Pneumatic Lithotripsy


Alongside intraductal LT (see Chapter 22 ), intraductal pneumatic lithotripsy (IPL) represents the most effective method of ISWL. In IPL, gas, mostly CO 2 gas, is the source of energy. The pneumatic energy is transmitted to a probe resulting in kinetic energy, which is transmitted onto the surface of a stone. Direct contact to the stone is necessary to cause fragmentation. The gas can be released out of a central connecting system or out of a cartridge. Several devices are used to perform IPL. Arzoz et al. treated 18 patients with sialolithiasis, nine of these with IPL (Lithoclast; EMS Swiss, Nyon, Switzerland). The overall success rate was 80%. The gland preservation rate was 89%. Serbetci and Sengor reported on the treatment of two patients with IPL (Calcusplit; Storz, Tuttlingen, Germany). In one of two cases, complete fragmentation and a stone-free state was achieved.

§ Provided data:
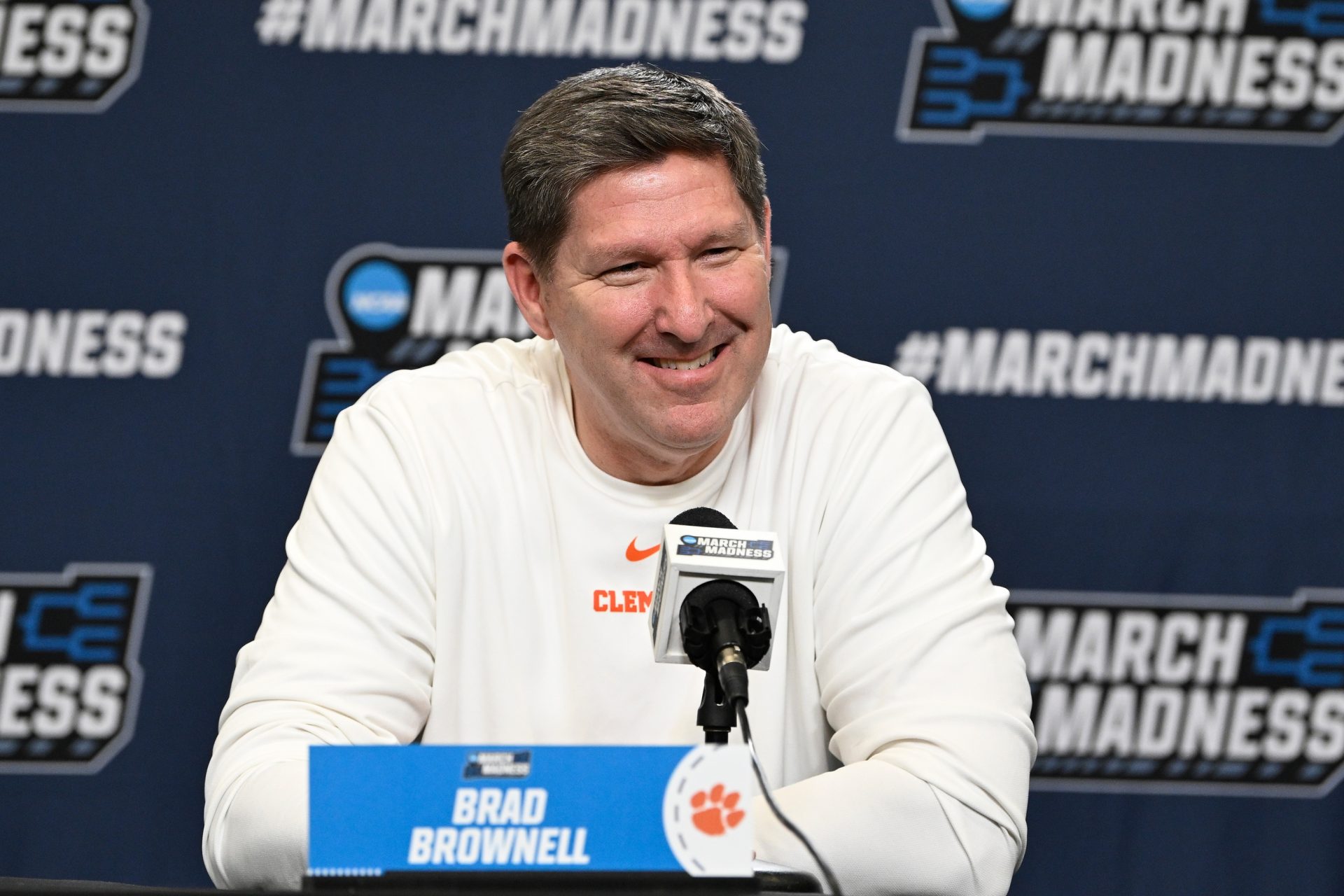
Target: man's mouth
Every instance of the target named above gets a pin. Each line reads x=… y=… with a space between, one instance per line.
x=673 y=365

§ Problem 1: In the pneumatic lithotripsy text, what is required for the stone to fragment?
§ Problem 2: Continue the pneumatic lithotripsy text from its last sentence.

§ Written answer 1: Direct contact with the stone.

§ Written answer 2:
At the beginning of 2015, a new device for the performance of IPL was introduced to fragment salivary stones (StoneBreaker; Cook Medical, Bloomington, IL, USA). It is a small and lightweight handheld device ( Fig. 23.1 ). Due to the integrated gas cartridge, the device is independent from immobile gas resources. The pneumatic energy is released by a trigger mechanism and can be transmitted by an exchangeable nitinol probe (diameter 0.56 mm) under direct endoscopic control onto the surface of a stone. The application is, like all other methods of intraductal fragmentation, dependent on the accessibility of the stone with an adequate sialendoscope. In a recent publication, 44 patients with 49 stones were treated with this device (19 submandibular and 23 parotid glands; Figs. 23.2–23.4 ). In 40 patients, one stone was present; in three patients two stones; and in one case, three stones were treated. In 98%, complete fragmentation (96% of submandibular and 100% of parotid stones) was achieved. Some 98% of the patients became stone-free (100% of submandibular and 95% of parotid glands). All patients became complaint-free. Complete success was achieved in 98% (100% submandibular and 95% parotid glands). In 100% of patients, gland preservation was achieved. In five patients (11.4%), additional treatment methods were necessary to reach this success rate (in two patients, transoral duct surgery – all in submandibular glands; in three patients, ESWL was required – one submandibular and two parotid gland). The efficacy, duration, and number of procedures necessary to achieve successful treatment by this method appears similar to all other modalities of intraductal lithotripsy. It is dependent on the size and location of the stone, but also on the anatomic relationships of the salivary duct system.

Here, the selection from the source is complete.